#### [Problem to work on]
Pictures do not belong in your copy. Repeat all the other data exactly.

:: Material for this task ::

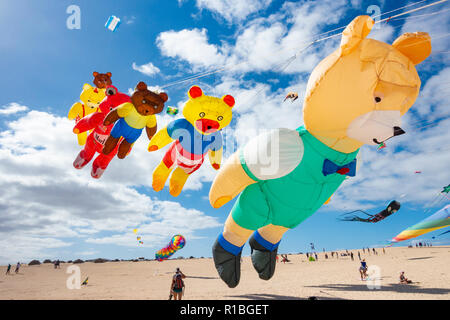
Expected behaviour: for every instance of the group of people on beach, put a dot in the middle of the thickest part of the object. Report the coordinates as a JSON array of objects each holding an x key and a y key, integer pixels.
[{"x": 8, "y": 269}]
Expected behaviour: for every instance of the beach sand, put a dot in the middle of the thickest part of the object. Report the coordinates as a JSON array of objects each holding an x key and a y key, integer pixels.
[{"x": 299, "y": 279}]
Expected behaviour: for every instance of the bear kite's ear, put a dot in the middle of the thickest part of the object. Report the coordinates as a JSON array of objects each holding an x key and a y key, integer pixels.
[
  {"x": 141, "y": 86},
  {"x": 195, "y": 92},
  {"x": 163, "y": 96},
  {"x": 87, "y": 86},
  {"x": 355, "y": 32},
  {"x": 416, "y": 46},
  {"x": 111, "y": 90},
  {"x": 229, "y": 100}
]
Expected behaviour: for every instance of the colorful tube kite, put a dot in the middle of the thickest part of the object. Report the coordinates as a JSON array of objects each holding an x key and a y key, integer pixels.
[
  {"x": 177, "y": 243},
  {"x": 392, "y": 208},
  {"x": 440, "y": 219}
]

:::

#### [Your solution]
Expected behaviour: for every instance of the group of people on beach, put a dot in the middle of the thickest part of the object. Report the coordinates as a JSON array of objects each holding an x key and a y key, integer pixels.
[{"x": 8, "y": 269}]
Expected behaviour: for every instance of the beach sand, put a dot in the middle of the thickest part of the object. Report the coordinates as a JSON array of objects each holding an x key and a y key, integer pixels.
[{"x": 299, "y": 279}]
Expected behaviour: for every instance of the bear kite's ear, put a dot in the middle of the thickest part of the object. Report the coordinates as a JSON array of objects each holding an x key and a y key, integer pixels.
[
  {"x": 141, "y": 86},
  {"x": 195, "y": 92},
  {"x": 163, "y": 96},
  {"x": 87, "y": 86},
  {"x": 355, "y": 32},
  {"x": 416, "y": 46},
  {"x": 111, "y": 90},
  {"x": 229, "y": 100}
]
Expected behaviour: for every instance of the colorful tube kite, put a dot in the middle of the thickest part of the object. Report the coordinates as a JSON array of objects each holding an x key and a y key, integer pixels.
[
  {"x": 177, "y": 243},
  {"x": 392, "y": 208},
  {"x": 440, "y": 219}
]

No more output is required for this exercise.